══ Text passage ══

For more in depth coverage of these approaches please consult:

#### Question

Consider the following standard situations:

1. We are trying to determine the percentage $\theta$ of likely-voters who will vote for a particular candidate in an election. We gather data by polling a sample from the population.
2. We are trying to determine the average standardized test scores $\theta$ of students taught with a new method. We gather data by teaching a test group of students and calculating the average scores of the students.
3. We are trying to predict the probability $\theta$ of rain tomorrow based on the meteorological data we have gathered.

Is there a “true” value of $\theta$? Or is the proposed $\theta$ we are trying to estimate subject to many additional factors which are difficult or impossible to specify? Is it possible to run repeated tests and somehow sample from the true population?

Sometimes is is said there is also a third school of thought, the “likelihoodists”. In practice, the likelihoodists try to find an optimal value of the likelihood $p(D|\theta)$ while the Bayesian’s typically try to find an optimal value of the posterior $p(\theta | D)$. These are both related by Bayes rule, but the choice of which expression to simplify and what to average over reflects what the user is allowing to vary1. One feature of the Bayesian method is that they must specify a prior $p(\theta)$ and while there are guidelines for what should be a good choice, there is still a choice to be made and this makes some people unhappy. Both methods often yield similar results (in fact, when assuming a uniform prior, the Bayesian approach is the likelihood approach), but their interpretations differ because of the differing assumptions.

Bayesian methods in fact provide several different approaches to parameter estimation. The most common of which is the MAP estimate. While one could use any estimation method from either the Bayesian or frequentist approach, how the quality of an estimate is evaluated differs from the two approaches. For example, the frequentist perspective leads to the notion of an unbiased estimator, which is not a well-defined notion in the Bayesian approach. The frequentist and Bayesian schools generate (generally different) intervals which are used to quantify our confidence in a given estimate.

#### Example

To clarify the difference between the frequentist and Bayesian approaches, we suppose that we have to estimate a parameter $\theta$ of a model $m(\hat{\theta})$ given some data $D$. The frequentists produce an estimate $\theta_f=\delta_f(D)$ and the Bayesians produce an estimate $\theta_B$. We would like some measure of the uncertainty in our estimate. The frequentists will produce a 95% confidence interval: $$I_f(D)=\{l(D)\leq \theta_f=\delta_f(D) \leq u(D)\}.$$

A desirable interpretation of this interval is that the value of the true parameter $\hat{\theta}$ has a 95% chance of lying in this interval, however such a statement is meaningless from the frequentist approach: The true parameter $\hat{\theta}$ is fixed, so it either is or is not in $I_f$. Instead the confidence interval satisfies the following: if we were to keep producing datasets $D_1, D_2, \cdots$ sampled from $m(\hat{\theta})$ then $\hat{\theta}$ will lie in 95% of the confidence intervals $I_f(D_1), I_f(D_2), \cdots$. For a visualization of confidence intervals look here.

═══

→ **Requirement A**: For each statement below, say whether it agrees with the passage on frequentist and Bayesian estimation, answering yes or no and quoting the deciding words of the passage: (i) Bayesians typically try to find an optimal value of the posterior; (ii) the notion of an unbiased estimator is well defined in the Bayesian approach; (iii) with a uniform prior, the Bayesian approach coincides with the likelihood approach.
→ **Requirement B**: Carry on the passage on frequentist and Bayesian estimation, starting right after its final sentence.

══ Dataset rows ══

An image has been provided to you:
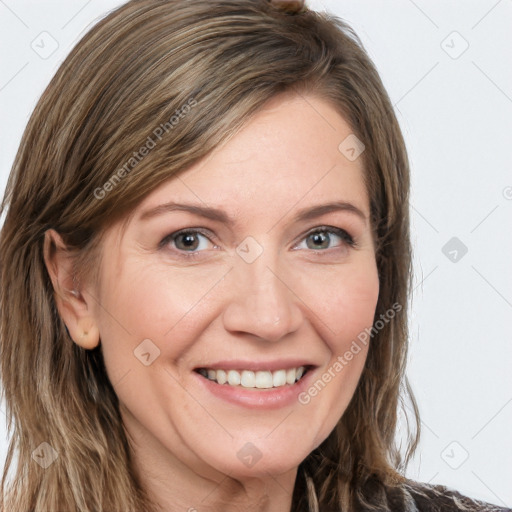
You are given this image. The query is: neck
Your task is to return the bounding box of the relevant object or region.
[124,410,297,512]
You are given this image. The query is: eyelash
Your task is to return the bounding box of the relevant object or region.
[159,226,357,258]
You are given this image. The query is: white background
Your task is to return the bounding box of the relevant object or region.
[0,0,512,506]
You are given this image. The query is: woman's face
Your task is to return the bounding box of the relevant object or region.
[86,95,379,480]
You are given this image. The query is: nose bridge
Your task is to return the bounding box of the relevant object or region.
[224,242,302,341]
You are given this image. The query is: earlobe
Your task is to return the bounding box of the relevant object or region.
[43,229,100,350]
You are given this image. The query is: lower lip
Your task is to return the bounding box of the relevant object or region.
[196,369,314,409]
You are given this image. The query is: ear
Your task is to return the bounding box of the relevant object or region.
[43,229,100,350]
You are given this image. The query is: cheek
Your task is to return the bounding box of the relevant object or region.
[93,263,229,371]
[308,257,379,353]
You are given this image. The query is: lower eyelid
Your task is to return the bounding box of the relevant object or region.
[159,227,356,256]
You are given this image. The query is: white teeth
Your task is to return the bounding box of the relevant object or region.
[256,372,272,389]
[228,370,242,386]
[199,366,305,389]
[241,370,256,388]
[272,370,286,388]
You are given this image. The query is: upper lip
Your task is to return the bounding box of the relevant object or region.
[195,359,316,372]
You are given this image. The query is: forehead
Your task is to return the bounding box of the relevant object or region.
[138,94,368,220]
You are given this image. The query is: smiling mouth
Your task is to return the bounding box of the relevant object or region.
[195,366,310,389]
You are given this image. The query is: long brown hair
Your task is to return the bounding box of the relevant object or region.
[0,0,419,512]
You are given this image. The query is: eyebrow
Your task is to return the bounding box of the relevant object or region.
[140,201,367,226]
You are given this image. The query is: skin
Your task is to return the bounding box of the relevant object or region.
[45,93,379,512]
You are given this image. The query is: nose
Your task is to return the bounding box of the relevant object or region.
[223,251,303,342]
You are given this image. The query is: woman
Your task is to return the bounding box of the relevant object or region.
[0,0,503,512]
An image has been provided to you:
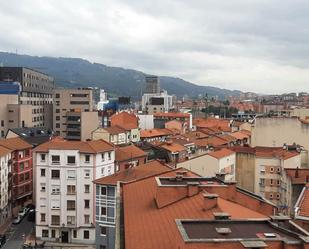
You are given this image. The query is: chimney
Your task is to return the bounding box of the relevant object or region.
[187,182,199,197]
[203,193,218,211]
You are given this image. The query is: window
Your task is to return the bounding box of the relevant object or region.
[52,185,60,195]
[67,156,75,164]
[101,207,106,216]
[84,169,90,178]
[85,184,90,193]
[67,185,76,195]
[101,187,106,195]
[50,200,60,209]
[52,169,60,179]
[85,200,90,208]
[67,200,75,210]
[51,215,60,226]
[40,183,46,192]
[84,214,90,224]
[67,216,75,225]
[41,213,46,222]
[84,230,89,239]
[42,229,48,238]
[40,154,46,162]
[52,155,60,164]
[67,170,76,179]
[101,227,107,235]
[41,169,46,176]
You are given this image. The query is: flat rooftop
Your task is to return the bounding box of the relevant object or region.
[176,220,301,242]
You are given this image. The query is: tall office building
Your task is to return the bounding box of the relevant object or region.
[145,75,160,94]
[53,88,99,141]
[0,67,54,137]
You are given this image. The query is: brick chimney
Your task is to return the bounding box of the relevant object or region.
[187,182,199,197]
[203,193,218,211]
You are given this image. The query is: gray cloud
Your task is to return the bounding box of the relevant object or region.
[0,0,309,93]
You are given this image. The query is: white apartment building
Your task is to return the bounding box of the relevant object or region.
[33,139,115,244]
[0,146,11,225]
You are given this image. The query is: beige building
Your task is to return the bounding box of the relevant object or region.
[232,147,301,214]
[177,148,236,181]
[251,117,309,167]
[0,67,54,137]
[91,126,128,144]
[53,88,99,141]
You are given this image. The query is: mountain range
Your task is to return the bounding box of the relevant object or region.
[0,52,241,99]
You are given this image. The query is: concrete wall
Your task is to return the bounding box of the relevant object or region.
[236,153,255,192]
[251,118,309,166]
[80,112,99,141]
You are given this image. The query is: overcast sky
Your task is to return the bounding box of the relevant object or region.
[0,0,309,93]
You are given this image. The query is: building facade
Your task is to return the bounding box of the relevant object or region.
[34,139,115,244]
[53,88,99,141]
[0,67,54,131]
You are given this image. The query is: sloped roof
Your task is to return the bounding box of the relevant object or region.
[94,160,171,185]
[0,137,32,150]
[34,138,114,154]
[123,169,267,249]
[208,148,235,159]
[115,145,147,162]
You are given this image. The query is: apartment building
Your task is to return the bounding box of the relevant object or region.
[0,146,12,225]
[33,138,115,244]
[95,161,171,249]
[177,148,236,181]
[0,137,33,215]
[231,147,301,214]
[110,111,140,143]
[0,67,54,132]
[53,88,99,141]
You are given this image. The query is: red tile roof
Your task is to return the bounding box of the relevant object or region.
[140,128,173,138]
[153,112,190,118]
[208,148,235,159]
[115,145,147,162]
[34,138,114,154]
[0,137,32,150]
[103,125,126,135]
[123,169,266,249]
[296,183,309,219]
[94,161,171,185]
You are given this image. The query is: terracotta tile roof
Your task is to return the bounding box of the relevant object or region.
[123,169,267,249]
[34,138,114,154]
[0,137,32,150]
[160,142,187,153]
[285,168,309,184]
[208,148,235,159]
[103,125,126,135]
[0,146,12,157]
[230,146,299,160]
[110,112,138,130]
[230,131,250,140]
[194,137,228,147]
[115,145,147,162]
[140,128,173,138]
[153,112,190,118]
[94,160,171,185]
[193,118,231,132]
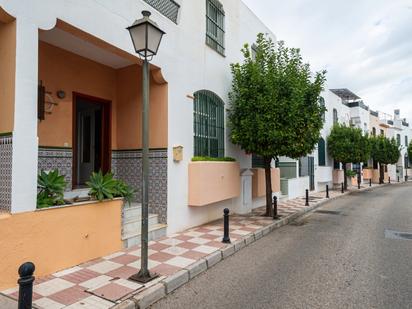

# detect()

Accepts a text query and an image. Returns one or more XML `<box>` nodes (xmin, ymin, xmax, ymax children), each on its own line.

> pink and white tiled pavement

<box><xmin>2</xmin><ymin>191</ymin><xmax>340</xmax><ymax>309</ymax></box>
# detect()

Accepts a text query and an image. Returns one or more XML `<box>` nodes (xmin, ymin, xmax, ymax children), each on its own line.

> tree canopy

<box><xmin>228</xmin><ymin>33</ymin><xmax>326</xmax><ymax>215</ymax></box>
<box><xmin>228</xmin><ymin>34</ymin><xmax>326</xmax><ymax>158</ymax></box>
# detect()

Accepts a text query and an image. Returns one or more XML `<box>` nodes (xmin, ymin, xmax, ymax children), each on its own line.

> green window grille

<box><xmin>206</xmin><ymin>0</ymin><xmax>225</xmax><ymax>55</ymax></box>
<box><xmin>252</xmin><ymin>154</ymin><xmax>265</xmax><ymax>168</ymax></box>
<box><xmin>319</xmin><ymin>97</ymin><xmax>326</xmax><ymax>122</ymax></box>
<box><xmin>193</xmin><ymin>90</ymin><xmax>225</xmax><ymax>158</ymax></box>
<box><xmin>143</xmin><ymin>0</ymin><xmax>180</xmax><ymax>24</ymax></box>
<box><xmin>318</xmin><ymin>138</ymin><xmax>326</xmax><ymax>166</ymax></box>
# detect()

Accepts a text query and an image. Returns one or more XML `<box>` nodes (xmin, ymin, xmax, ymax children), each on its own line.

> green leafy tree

<box><xmin>370</xmin><ymin>135</ymin><xmax>400</xmax><ymax>183</ymax></box>
<box><xmin>328</xmin><ymin>124</ymin><xmax>371</xmax><ymax>189</ymax></box>
<box><xmin>228</xmin><ymin>34</ymin><xmax>326</xmax><ymax>216</ymax></box>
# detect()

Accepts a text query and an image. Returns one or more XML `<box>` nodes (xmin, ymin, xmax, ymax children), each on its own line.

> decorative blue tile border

<box><xmin>38</xmin><ymin>146</ymin><xmax>73</xmax><ymax>190</ymax></box>
<box><xmin>112</xmin><ymin>149</ymin><xmax>167</xmax><ymax>223</ymax></box>
<box><xmin>0</xmin><ymin>134</ymin><xmax>13</xmax><ymax>212</ymax></box>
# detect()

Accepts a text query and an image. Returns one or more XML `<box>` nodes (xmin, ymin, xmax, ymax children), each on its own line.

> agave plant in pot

<box><xmin>86</xmin><ymin>171</ymin><xmax>134</xmax><ymax>205</ymax></box>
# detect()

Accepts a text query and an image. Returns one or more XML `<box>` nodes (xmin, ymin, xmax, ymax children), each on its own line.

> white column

<box><xmin>11</xmin><ymin>18</ymin><xmax>38</xmax><ymax>213</ymax></box>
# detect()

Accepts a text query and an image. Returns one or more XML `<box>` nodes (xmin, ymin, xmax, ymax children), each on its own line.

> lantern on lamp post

<box><xmin>127</xmin><ymin>11</ymin><xmax>165</xmax><ymax>283</ymax></box>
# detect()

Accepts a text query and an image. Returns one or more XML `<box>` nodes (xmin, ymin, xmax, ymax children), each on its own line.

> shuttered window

<box><xmin>193</xmin><ymin>90</ymin><xmax>225</xmax><ymax>158</ymax></box>
<box><xmin>318</xmin><ymin>138</ymin><xmax>326</xmax><ymax>166</ymax></box>
<box><xmin>206</xmin><ymin>0</ymin><xmax>225</xmax><ymax>55</ymax></box>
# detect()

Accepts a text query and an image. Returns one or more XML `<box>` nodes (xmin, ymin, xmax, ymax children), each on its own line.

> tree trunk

<box><xmin>342</xmin><ymin>163</ymin><xmax>348</xmax><ymax>191</ymax></box>
<box><xmin>263</xmin><ymin>157</ymin><xmax>273</xmax><ymax>217</ymax></box>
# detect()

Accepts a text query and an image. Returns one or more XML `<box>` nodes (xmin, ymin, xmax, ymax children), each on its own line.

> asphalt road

<box><xmin>152</xmin><ymin>184</ymin><xmax>412</xmax><ymax>309</ymax></box>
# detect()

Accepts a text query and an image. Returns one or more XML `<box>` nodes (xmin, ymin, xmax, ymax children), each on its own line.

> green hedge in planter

<box><xmin>192</xmin><ymin>157</ymin><xmax>236</xmax><ymax>162</ymax></box>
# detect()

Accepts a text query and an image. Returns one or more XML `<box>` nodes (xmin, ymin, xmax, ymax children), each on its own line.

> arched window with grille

═══

→ **Right answer A**:
(i) Yes: "the Bayesian’s typically try to find an optimal value of the posterior"
(ii) No: "which is not a well-defined notion in the Bayesian approach"
(iii) Yes: "when assuming a uniform prior, the Bayesian approach is the likelihood approach"

→ **Right answer B**:
Since the Bayesians assume that $\hat{\theta}$ is in fact a random variable, they can make sense of the claim that there is a 95% chance of $\hat{\theta}$ lying in some given interval $I_B(D)$ given the data $D$. The Bayesians can produce such intervals and they are called 95% credible intervals.

The frequentist approach also leads to black swan phenomena. For example, suppose that we want to estimate the bias $\theta$ of a coin. The $\theta$ will correspond to the probability of obtaining a heads on one coin flip. If the observed data is two coin flips which each yield heads, then the maximum likelihood estimate for $\theta$ is 1. If we ask for a 99.999999% confidence interval for this measurement we will just obtain the one element set $\{1\}$. Having never seen a tails, this method constructs a model that assigns the probability of seeing tails to 0! Moreover, the model is extremely confident in this prediction even though a fair coin would produce this outcome 25% of the time. So the frequentist approach can lead to highly overconfident estimates.

On the other end of the spectrum, we consider the following example due to Berger. Suppose that two integers $D=(x_1, x_2)$ are drawn from a parametric distribution of the form:
$$p(x|\theta) = \begin{cases} 0.5 & x = \theta\\ 0.5 & x = \theta+1 \\ 0 & x \not\in \{\theta, \theta+1\} \end{cases}$$
If $\theta = 5$, then we would expect of the following outcomes with equal probability $(5,5), (5,6), (6,5), (6,6)$. Let $m=\min(x_1,x_2)$ and consider the one element interval $[m,m]$. This confidence interval will contain $\theta$ for each of the previous samples except for $(6,6)$, so this will be a 75% confidence interval. But note that if $D=(5,6)$, then $P(\theta = 5 | D)=1.0$, so the model is underconfident about this estimate.

### Frequentists are Bayesian (sort of)

In the Bayesian world view, we are studying a joint probability distribution on a data space $\Delta$ and a parameter space $\tau$. The frequentists object to the Bayesian specification of a prior $P(\theta)$ for two closely related reasons:

1. By specifying a prior, they are tipping the scales and expressing a bias for which they have no evidence.
2. Frequentists assume that the data is generated from one true model using a particular $\theta_*\in \tau$, so $\theta$ is not random.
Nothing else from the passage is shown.